[Dataset entries]
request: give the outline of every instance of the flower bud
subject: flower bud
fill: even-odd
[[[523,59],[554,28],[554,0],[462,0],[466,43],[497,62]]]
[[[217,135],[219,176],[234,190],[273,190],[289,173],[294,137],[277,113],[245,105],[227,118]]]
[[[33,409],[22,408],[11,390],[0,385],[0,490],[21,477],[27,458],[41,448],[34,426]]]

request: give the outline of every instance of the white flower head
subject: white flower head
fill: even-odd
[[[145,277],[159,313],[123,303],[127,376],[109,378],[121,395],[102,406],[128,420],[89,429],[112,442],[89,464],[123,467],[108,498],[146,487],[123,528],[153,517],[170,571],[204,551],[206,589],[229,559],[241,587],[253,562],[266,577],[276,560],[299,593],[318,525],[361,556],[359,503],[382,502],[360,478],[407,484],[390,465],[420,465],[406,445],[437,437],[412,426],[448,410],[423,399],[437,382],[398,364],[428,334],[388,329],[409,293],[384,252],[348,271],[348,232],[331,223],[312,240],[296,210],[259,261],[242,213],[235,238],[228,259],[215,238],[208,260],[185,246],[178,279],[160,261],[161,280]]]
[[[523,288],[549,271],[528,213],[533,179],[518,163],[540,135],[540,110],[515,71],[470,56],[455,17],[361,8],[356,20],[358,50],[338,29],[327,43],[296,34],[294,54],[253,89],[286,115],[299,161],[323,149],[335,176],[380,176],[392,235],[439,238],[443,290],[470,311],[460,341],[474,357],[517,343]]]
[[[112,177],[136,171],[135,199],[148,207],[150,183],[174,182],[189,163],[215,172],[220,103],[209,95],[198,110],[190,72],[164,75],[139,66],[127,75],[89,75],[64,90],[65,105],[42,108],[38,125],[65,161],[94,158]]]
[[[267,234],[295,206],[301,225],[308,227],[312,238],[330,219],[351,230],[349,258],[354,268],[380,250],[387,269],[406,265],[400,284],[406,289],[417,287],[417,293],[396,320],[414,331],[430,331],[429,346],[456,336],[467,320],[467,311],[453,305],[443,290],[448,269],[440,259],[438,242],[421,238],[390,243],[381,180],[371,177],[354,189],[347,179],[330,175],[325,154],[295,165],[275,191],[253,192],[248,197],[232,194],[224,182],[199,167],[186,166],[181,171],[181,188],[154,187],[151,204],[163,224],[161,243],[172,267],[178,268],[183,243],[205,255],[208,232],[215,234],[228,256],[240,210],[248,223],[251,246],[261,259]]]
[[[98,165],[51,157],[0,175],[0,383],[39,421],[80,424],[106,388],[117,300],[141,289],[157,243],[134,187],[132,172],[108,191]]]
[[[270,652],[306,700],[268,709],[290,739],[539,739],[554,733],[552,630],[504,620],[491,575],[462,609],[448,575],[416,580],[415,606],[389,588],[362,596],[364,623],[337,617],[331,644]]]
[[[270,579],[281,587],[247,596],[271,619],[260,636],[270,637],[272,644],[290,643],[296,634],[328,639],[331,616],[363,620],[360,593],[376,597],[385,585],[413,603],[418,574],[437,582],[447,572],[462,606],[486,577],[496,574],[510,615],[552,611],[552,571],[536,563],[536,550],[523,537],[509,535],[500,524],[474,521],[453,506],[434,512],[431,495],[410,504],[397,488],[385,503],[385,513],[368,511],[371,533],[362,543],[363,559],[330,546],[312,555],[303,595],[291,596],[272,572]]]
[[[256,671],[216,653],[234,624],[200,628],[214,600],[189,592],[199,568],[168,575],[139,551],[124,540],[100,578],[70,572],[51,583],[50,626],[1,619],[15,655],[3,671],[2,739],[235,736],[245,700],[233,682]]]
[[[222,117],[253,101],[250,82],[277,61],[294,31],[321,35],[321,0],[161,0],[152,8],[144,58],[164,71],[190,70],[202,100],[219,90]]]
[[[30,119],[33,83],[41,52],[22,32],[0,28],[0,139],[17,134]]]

=== What the task asks ===
Filter the data, keeping only the lines that contain "outline".

=== Output for this exercise ===
request: give the outline of every instance of the flower bud
request: give the outline of every instance of the white flower head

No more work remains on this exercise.